━━━━━ Source material ━━━━━

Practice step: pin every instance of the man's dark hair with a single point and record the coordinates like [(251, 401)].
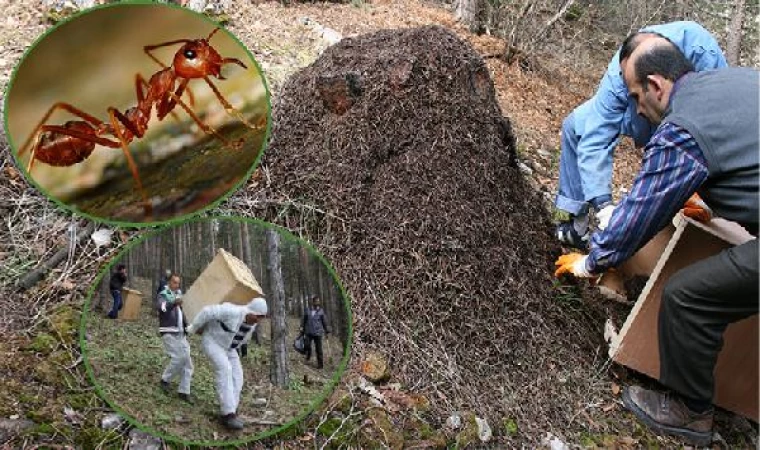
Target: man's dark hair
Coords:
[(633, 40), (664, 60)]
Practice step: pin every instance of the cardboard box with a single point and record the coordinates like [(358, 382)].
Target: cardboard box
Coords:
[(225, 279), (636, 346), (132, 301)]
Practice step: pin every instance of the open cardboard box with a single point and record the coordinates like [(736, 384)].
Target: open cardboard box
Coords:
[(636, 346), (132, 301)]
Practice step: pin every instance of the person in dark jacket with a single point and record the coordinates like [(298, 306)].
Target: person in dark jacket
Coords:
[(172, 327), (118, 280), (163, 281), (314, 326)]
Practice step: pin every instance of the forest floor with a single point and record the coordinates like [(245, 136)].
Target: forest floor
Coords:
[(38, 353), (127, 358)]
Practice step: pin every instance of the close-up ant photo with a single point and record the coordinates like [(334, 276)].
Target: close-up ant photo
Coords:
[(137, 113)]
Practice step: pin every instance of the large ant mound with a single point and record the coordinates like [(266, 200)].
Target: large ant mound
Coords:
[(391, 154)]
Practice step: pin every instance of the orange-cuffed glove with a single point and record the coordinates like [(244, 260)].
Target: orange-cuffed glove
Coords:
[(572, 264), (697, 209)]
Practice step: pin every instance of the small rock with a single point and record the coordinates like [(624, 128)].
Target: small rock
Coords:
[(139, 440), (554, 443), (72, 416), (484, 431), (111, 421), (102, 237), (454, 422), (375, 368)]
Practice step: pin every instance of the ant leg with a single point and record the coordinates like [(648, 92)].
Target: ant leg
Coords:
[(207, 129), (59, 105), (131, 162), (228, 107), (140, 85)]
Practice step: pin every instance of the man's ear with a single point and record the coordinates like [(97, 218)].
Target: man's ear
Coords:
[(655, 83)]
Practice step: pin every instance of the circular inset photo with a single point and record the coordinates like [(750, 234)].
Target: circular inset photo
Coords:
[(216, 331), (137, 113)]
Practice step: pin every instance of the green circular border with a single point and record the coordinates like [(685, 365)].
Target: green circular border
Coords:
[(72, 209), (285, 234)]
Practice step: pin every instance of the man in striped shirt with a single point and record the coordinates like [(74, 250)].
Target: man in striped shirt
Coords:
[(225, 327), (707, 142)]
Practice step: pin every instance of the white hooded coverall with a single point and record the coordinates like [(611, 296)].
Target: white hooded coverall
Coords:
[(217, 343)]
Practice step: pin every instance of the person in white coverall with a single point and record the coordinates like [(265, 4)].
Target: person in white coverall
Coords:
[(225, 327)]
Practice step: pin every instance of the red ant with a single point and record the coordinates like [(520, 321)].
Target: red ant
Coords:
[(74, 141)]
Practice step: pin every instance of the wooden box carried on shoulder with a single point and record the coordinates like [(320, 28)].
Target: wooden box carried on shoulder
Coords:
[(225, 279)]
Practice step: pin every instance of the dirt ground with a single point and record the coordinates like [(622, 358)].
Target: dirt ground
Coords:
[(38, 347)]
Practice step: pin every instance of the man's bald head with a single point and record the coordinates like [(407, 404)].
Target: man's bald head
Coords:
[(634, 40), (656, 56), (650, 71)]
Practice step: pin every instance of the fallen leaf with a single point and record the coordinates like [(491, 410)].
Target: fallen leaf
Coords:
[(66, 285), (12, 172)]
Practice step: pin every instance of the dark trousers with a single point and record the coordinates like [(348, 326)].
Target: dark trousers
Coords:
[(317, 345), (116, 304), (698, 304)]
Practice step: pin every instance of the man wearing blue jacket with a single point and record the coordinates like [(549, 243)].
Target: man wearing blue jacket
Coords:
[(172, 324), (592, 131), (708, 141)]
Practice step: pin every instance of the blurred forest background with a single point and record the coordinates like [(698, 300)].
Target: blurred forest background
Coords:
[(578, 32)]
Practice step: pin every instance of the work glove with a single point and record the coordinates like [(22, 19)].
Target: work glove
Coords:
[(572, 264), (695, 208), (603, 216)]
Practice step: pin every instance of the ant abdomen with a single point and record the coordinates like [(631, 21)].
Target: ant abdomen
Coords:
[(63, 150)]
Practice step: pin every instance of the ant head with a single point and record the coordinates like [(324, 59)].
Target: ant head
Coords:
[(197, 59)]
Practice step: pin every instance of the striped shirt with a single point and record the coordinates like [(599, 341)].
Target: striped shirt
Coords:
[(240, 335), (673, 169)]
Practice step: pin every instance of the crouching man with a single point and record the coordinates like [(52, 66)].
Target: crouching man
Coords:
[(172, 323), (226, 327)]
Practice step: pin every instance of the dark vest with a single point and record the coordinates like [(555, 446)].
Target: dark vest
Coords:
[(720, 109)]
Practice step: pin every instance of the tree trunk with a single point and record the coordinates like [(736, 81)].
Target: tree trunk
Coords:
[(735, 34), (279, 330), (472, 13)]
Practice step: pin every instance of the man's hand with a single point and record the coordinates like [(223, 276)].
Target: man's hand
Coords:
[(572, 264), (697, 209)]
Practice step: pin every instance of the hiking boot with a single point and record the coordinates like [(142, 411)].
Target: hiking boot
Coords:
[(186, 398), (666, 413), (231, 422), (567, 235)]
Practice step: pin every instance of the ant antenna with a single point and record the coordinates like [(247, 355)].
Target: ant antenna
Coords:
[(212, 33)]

━━━━━

__What the exercise asks__:
In your copy of the material, match every word exactly and include no pictures.

__Completed task__:
Practice step: pin every instance of the man's dark hair with a single point and record the coordinates like [(251, 401)].
Target: man's dark hair
Coords:
[(633, 40), (664, 60)]
Practice step: pin every instance of the cardboard box with a single point and record the coordinates like [(358, 382)].
Target: cardboard box
Coords:
[(225, 279), (636, 346), (132, 301)]
Practice step: pin every instance of the open cardboard box with a single point and record the coordinates like [(736, 384)].
Target: open cardboard box
Coords:
[(636, 346), (132, 301)]
Practice step: pin every instance of the person in dark jacket with a single point and record the coordinates like [(298, 306)].
Target: person in dark jacket
Coords:
[(172, 327), (118, 280), (163, 281), (314, 326)]
Practice step: pin every instance of the forest floor with a single point and record the coordinates like [(245, 136)].
Target: forest floor
Coords:
[(38, 353), (127, 358)]
Practice step: pin every instance of the close-up ant photo with a single point and record the coordinates like [(334, 276)].
Target: close-up ant photo
Coords:
[(137, 113)]
Practice step: pin every instance of the large ant mound with a single point and record the coordinates like [(266, 200)].
Target: large ant mound
Coords:
[(391, 154)]
Practice step: pin every instance of the orange-cuffed glove with a single point and record the coordinates like [(244, 260)].
Target: orange-cuffed glove
Coords:
[(572, 264), (697, 209)]
Practice step: pin every instance of the small rock with a single point and record the coordinates like [(624, 128)].
Target: small rock
Coords:
[(139, 440), (554, 443), (72, 416), (484, 431), (111, 421), (102, 237), (454, 422), (375, 368)]
Practice step: pin every instance of the ant leg with a single point and record the coordinates like [(648, 92)].
Target: ant leg
Coords:
[(207, 129), (59, 105), (131, 162), (228, 107), (140, 85)]
Practice step: pin every instance of the man's ear with a single point and record the coordinates like [(97, 218)].
Target: man's ear
Coords:
[(655, 83)]
Practice step: pin every instance of the circular inset photo with a single point and record the coordinates like [(750, 234)].
Target: circular inset photo
Coords:
[(216, 331), (137, 113)]
Practice step: pin every instance of the green circular border with a single point and record the coordinates like [(685, 365)].
Target: green circular border
Coords:
[(72, 209), (285, 234)]
Practice step: pin every instance of the man in striped shirt with a single point and record the coordinates like [(74, 250)].
Target: man in striped shirt
Coords:
[(225, 327), (707, 142)]
Practice step: pin every instance of the white hooded coverall with a single point and record the coordinates like [(611, 296)].
Target: white hooded coverall
Coords:
[(217, 343)]
Practice step: pin every instance of the person in white coverall with a single point and record the coordinates like [(265, 4)].
Target: person in white coverall
Coords:
[(225, 327)]
Practice step: pin every instance of the red ant with a single point and record the coordinates like [(520, 321)].
Target: red ant
Coords:
[(74, 141)]
Practice step: pin every instance of the wooden box carried on shoulder with a single point and record the coordinates like [(320, 28)].
Target: wooden box carried on shoulder
Coords:
[(225, 279)]
Practice step: pin every instance of the dirt ground with a single point and record the coordinates like [(622, 358)].
Target: dirt ground
Coords:
[(38, 347)]
Practice step: pin every instance of the man's bald head with a single point and record the coordinates like [(407, 404)].
Target: man's bald head
Coords:
[(634, 40), (656, 56), (650, 71)]
Practice step: pin every instance of the fallen leaf with a single point and record the coordinates like [(491, 410)].
Target: fallen leaf
Coords:
[(66, 285), (12, 172)]
Practice step: pin every instance of the dark trousers with a single point and record the coordinates like [(348, 326)].
Target: dark trousers
Coords:
[(317, 345), (116, 304), (698, 304)]
Practice step: pin every instance of the man wearing blue jacket with a single point and record the coordinates like [(549, 243)].
Target: man wearing blue jacket
Coords:
[(172, 324), (592, 131), (708, 141)]
Practice step: pin every instance of the blurred forest background with a single point and record the coordinates like [(698, 300)].
Target: blurred forest background
Coords:
[(578, 32)]
Practice step: pin every instance of the work glove with a single point and record the coordinates like [(22, 19)].
Target: work glove
Coords:
[(572, 264), (695, 208), (603, 216)]
Practice step: pin every instance of the ant abdomen with a single point and record the coordinates like [(631, 21)].
Target: ant abdomen
Coords:
[(63, 150)]
Practice step: pin every instance of the ant head with a single point and record the coordinates like [(324, 59)].
Target: ant head
Coords:
[(197, 59)]
Practice step: pin every instance of the striped shirt with a single point and record the coordinates like [(599, 341)].
Target: striped shirt
Coords:
[(240, 335), (673, 169)]
Practice step: pin every instance of the crouching man with a single point and record the coordinates like [(52, 66)].
Target: crouching man
Coords:
[(172, 323), (226, 327)]
Practice step: pin every instance of the dark vest with a single point and record the coordinates like [(555, 446)].
Target: dark vest
Coords:
[(720, 109)]
Practice step: pin every instance of the tree trunk with a single point and record the coordinates like [(736, 81)].
Target: tree trunk
Coords:
[(735, 34), (279, 330), (472, 13)]
Practice step: pin every instance of the man's hand with a single point and record the coordinates like [(223, 276)].
Target: man's hand
Coords:
[(572, 264), (697, 209)]
Practice step: pin every instance of the hiking boot with a single point and record the coordinates like [(142, 411)].
Target: hiking boot
Coords:
[(186, 398), (666, 413), (231, 422), (567, 235)]
Practice step: pin every instance of the ant antenna with a single point and record the coordinates like [(247, 355)].
Target: ant antenna
Coords:
[(212, 33)]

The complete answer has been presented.